--- Begin DOCUMENT PASSAGE ---

10 Reasons Why Google+ Rocks For Companies

02/25/2013 By Jayme Soulati

Screen Shot 2013-02-25 at 8.56.06 AMThere has been so much bogus “Google+ is Dead” banter on the Interwebz, and I’m here to tell every savvy social media adopter that Google+ is the place to be.

Here are reasons why:

1. Google doesn’t have to find ways to monetize. Unlike Facebook, the struggling, always creating new monetization paths public company, Google already has a steady, proven method of making money.
2. Google+ is only the tip of the iceberg for companies’ ability to engage with truly innovative tools, storage, file sending, calendaring, free email and much, much, much more.
3. Let’s not forget the number-one reason — search. Yep, Facebook now has Facebook Graph Search that is supposed to change the course more positively for Facebook, but it’s in its infancy. Google has long established itself as the King of Search.

--- End DOCUMENT PASSAGE ---

§ **PROBLEMS TO WORK ON**
- 1) According to the Google+ post, what search feature does Facebook now have?
- 2) Revise the Google+ post from "Here are reasons" up to and including "much, much more.", changing "file sending" to "file sharing".
The records have no connection to the Google+ post.

--- Begin DATASET ENTRIES ---

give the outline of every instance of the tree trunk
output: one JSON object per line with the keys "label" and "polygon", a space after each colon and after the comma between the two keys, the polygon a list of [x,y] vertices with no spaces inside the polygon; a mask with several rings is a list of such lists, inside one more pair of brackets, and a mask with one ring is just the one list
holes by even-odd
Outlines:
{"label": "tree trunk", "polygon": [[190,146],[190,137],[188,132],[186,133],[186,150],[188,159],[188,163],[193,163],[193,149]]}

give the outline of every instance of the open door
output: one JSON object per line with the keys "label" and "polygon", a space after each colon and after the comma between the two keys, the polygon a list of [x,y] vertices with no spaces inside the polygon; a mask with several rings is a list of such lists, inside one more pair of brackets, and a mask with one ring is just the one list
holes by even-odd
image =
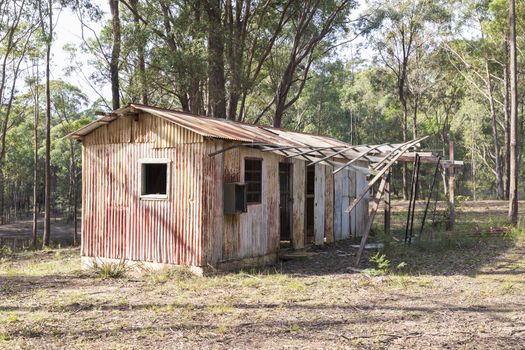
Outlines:
{"label": "open door", "polygon": [[279,191],[281,241],[290,242],[292,238],[292,165],[289,163],[279,163]]}

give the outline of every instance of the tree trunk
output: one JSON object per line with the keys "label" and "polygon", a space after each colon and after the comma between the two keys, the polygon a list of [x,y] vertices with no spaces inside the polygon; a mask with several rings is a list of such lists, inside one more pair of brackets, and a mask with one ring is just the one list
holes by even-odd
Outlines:
{"label": "tree trunk", "polygon": [[501,147],[498,138],[498,123],[496,121],[496,108],[494,106],[492,78],[490,76],[488,59],[485,59],[485,73],[487,75],[487,95],[489,97],[490,119],[492,121],[492,141],[494,142],[494,157],[496,163],[496,197],[497,199],[503,199],[503,164],[501,163]]}
{"label": "tree trunk", "polygon": [[44,199],[44,247],[49,246],[51,237],[51,88],[49,85],[51,44],[53,42],[53,2],[48,0],[49,32],[46,50],[46,159],[45,159],[45,199]]}
{"label": "tree trunk", "polygon": [[509,199],[509,186],[510,186],[510,82],[509,82],[509,66],[508,66],[508,42],[505,41],[505,52],[506,60],[504,69],[504,91],[503,91],[503,104],[504,104],[504,116],[505,116],[505,130],[504,130],[504,139],[505,139],[505,199]]}
{"label": "tree trunk", "polygon": [[516,60],[516,3],[509,0],[510,34],[510,184],[509,221],[518,223],[518,77]]}
{"label": "tree trunk", "polygon": [[224,36],[221,21],[221,1],[208,0],[208,114],[226,117],[226,90],[224,80]]}
{"label": "tree trunk", "polygon": [[[38,67],[38,66],[37,66]],[[33,230],[32,230],[32,244],[33,248],[37,248],[37,237],[38,237],[38,181],[39,181],[39,173],[38,173],[38,120],[39,114],[40,114],[40,108],[39,108],[39,93],[38,93],[38,68],[37,68],[37,80],[35,82],[35,110],[34,110],[34,118],[35,118],[35,127],[33,129],[33,134],[35,138],[35,148],[34,148],[34,160],[33,160]]]}
{"label": "tree trunk", "polygon": [[[407,101],[405,98],[405,91],[404,91],[404,80],[402,80],[399,83],[398,90],[399,90],[399,100],[401,101],[401,105],[403,107],[403,142],[408,141],[408,106]],[[403,162],[403,199],[408,199],[408,166],[406,162]]]}
{"label": "tree trunk", "polygon": [[119,83],[119,59],[120,59],[120,15],[119,0],[109,0],[111,10],[111,24],[113,29],[113,48],[109,70],[111,75],[111,98],[113,110],[120,108],[120,83]]}
{"label": "tree trunk", "polygon": [[146,46],[145,40],[143,39],[142,29],[140,28],[140,15],[138,10],[138,0],[130,0],[129,4],[133,9],[133,24],[135,26],[135,40],[137,44],[137,55],[138,55],[138,72],[139,72],[139,84],[140,84],[140,102],[148,104],[148,86],[146,79],[146,60],[144,58],[144,47]]}

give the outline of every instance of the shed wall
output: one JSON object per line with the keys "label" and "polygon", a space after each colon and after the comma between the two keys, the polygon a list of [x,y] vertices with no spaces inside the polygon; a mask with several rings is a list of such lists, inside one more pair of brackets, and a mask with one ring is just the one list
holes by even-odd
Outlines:
{"label": "shed wall", "polygon": [[219,171],[215,173],[215,190],[220,189],[222,193],[223,183],[244,183],[245,158],[260,158],[263,161],[261,203],[249,204],[246,213],[222,214],[223,201],[215,201],[213,211],[218,221],[222,217],[223,223],[217,224],[216,228],[222,226],[223,234],[219,237],[208,228],[206,236],[213,240],[207,245],[210,263],[262,257],[276,254],[279,249],[279,161],[282,157],[249,148],[235,148],[221,157],[210,158],[210,164],[215,163],[210,166],[219,169],[223,164],[222,181],[218,178]]}
{"label": "shed wall", "polygon": [[[82,255],[195,265],[201,235],[205,144],[159,118],[119,118],[84,139]],[[168,198],[140,198],[141,159],[168,159]]]}

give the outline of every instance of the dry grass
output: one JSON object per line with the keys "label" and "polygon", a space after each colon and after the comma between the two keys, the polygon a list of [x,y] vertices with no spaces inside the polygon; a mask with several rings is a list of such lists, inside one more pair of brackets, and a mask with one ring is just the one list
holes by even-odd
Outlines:
{"label": "dry grass", "polygon": [[0,348],[523,348],[523,235],[449,238],[389,246],[377,277],[349,273],[344,244],[211,277],[103,280],[78,249],[4,254]]}

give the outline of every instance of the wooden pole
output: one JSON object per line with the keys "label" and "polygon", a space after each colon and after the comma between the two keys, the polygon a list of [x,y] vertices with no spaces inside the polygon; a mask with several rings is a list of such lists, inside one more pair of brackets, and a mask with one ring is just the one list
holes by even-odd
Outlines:
{"label": "wooden pole", "polygon": [[384,231],[385,235],[390,235],[390,216],[391,216],[391,202],[390,202],[390,181],[392,178],[392,169],[388,172],[388,176],[385,184],[385,223]]}
{"label": "wooden pole", "polygon": [[383,196],[383,192],[385,191],[387,177],[388,175],[383,176],[383,178],[381,179],[381,183],[379,184],[379,188],[376,192],[374,203],[372,204],[372,209],[370,210],[370,217],[368,218],[368,222],[366,223],[365,232],[363,232],[363,237],[361,238],[361,245],[359,246],[359,250],[357,251],[357,256],[355,258],[355,266],[359,265],[359,262],[361,261],[361,255],[363,255],[363,250],[365,250],[368,234],[370,233],[370,229],[372,228],[372,223],[374,222],[374,217],[377,213],[377,209],[379,208],[381,197]]}
{"label": "wooden pole", "polygon": [[[454,161],[454,142],[449,142],[449,159],[453,162]],[[448,168],[448,208],[450,211],[450,222],[449,222],[449,229],[452,230],[454,228],[454,223],[456,222],[456,212],[455,212],[455,200],[454,200],[454,171],[455,168],[453,166]]]}
{"label": "wooden pole", "polygon": [[[354,209],[354,207],[359,203],[359,201],[361,201],[361,199],[363,199],[363,197],[368,193],[368,191],[370,190],[370,187],[372,187],[381,177],[383,177],[383,175],[387,172],[387,171],[390,171],[390,167],[392,165],[394,165],[394,163],[405,153],[408,151],[408,149],[410,147],[412,147],[413,145],[415,145],[416,143],[418,142],[421,142],[423,140],[425,140],[427,138],[427,136],[421,138],[421,139],[418,139],[418,140],[414,140],[412,142],[409,142],[409,143],[405,143],[403,144],[404,147],[402,147],[401,149],[398,150],[398,153],[390,159],[390,161],[385,164],[383,166],[383,168],[376,174],[376,176],[374,176],[374,178],[372,180],[370,180],[368,182],[368,186],[366,186],[363,190],[361,190],[361,192],[357,195],[357,197],[354,199],[354,201],[352,202],[352,204],[346,208],[345,212],[346,213],[349,213],[352,211],[352,209]],[[390,155],[393,154],[394,151],[392,151],[392,153]]]}

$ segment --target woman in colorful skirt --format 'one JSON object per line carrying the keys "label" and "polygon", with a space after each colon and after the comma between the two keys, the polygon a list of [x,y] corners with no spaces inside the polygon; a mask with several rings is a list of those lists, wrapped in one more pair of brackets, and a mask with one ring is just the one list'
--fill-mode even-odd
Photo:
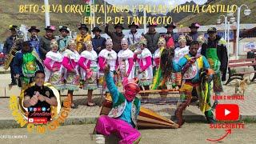
{"label": "woman in colorful skirt", "polygon": [[[137,62],[138,66],[136,67],[135,75],[138,75],[139,82],[138,86],[141,90],[142,86],[144,90],[150,90],[150,85],[153,80],[153,68],[152,68],[152,54],[151,52],[146,48],[146,39],[143,37],[141,38],[139,42],[139,49],[134,51],[134,61]],[[148,94],[141,94],[144,98],[144,102],[148,98]]]}
{"label": "woman in colorful skirt", "polygon": [[81,78],[83,82],[83,89],[88,90],[87,106],[94,106],[92,102],[93,90],[98,88],[98,54],[93,49],[91,41],[86,42],[86,50],[81,53],[78,61]]}
{"label": "woman in colorful skirt", "polygon": [[50,42],[51,50],[46,54],[43,62],[45,65],[46,82],[51,83],[58,90],[63,89],[62,60],[63,56],[58,51],[58,42],[52,40]]}
{"label": "woman in colorful skirt", "polygon": [[[110,74],[114,77],[114,74],[116,73],[116,61],[118,58],[117,53],[112,50],[113,42],[112,39],[106,39],[106,48],[103,49],[98,54],[98,66],[99,66],[99,79],[98,79],[98,86],[99,88],[102,88],[103,90],[106,90],[106,94],[108,93],[108,90],[106,88],[106,82],[104,82],[104,68],[106,65],[110,65]],[[114,78],[115,80],[115,78]]]}
{"label": "woman in colorful skirt", "polygon": [[[179,59],[182,58],[185,54],[187,54],[190,51],[189,46],[186,46],[186,39],[185,35],[180,35],[178,37],[178,46],[174,50],[174,61],[177,63]],[[171,75],[172,79],[172,86],[173,88],[178,89],[178,86],[182,85],[182,74],[180,72],[172,73]]]}
{"label": "woman in colorful skirt", "polygon": [[153,67],[154,67],[154,76],[158,70],[160,65],[160,57],[162,50],[166,48],[166,40],[164,38],[160,37],[158,39],[158,49],[154,51],[153,54]]}
{"label": "woman in colorful skirt", "polygon": [[134,78],[134,53],[128,49],[128,41],[126,38],[122,39],[121,46],[122,50],[118,54],[117,63],[119,83],[125,77],[128,80]]}
{"label": "woman in colorful skirt", "polygon": [[78,108],[78,106],[73,102],[73,92],[78,90],[80,78],[78,63],[80,55],[75,48],[76,43],[72,39],[69,42],[68,49],[62,53],[65,89],[68,90],[68,94],[71,96],[71,108],[74,109]]}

--- End DATASET ENTRIES ---

§ **PER-TASK ANSWERS**
- 1) Facebook Graph Search.

- 2)
Here are reasons why:

1. Google doesn’t have to find ways to monetize. Unlike Facebook, the struggling, always creating new monetization paths public company, Google already has a steady, proven method of making money.
2. Google+ is only the tip of the iceberg for companies’ ability to engage with truly innovative tools, storage, file sharing, calendaring, free email and much, much, much more.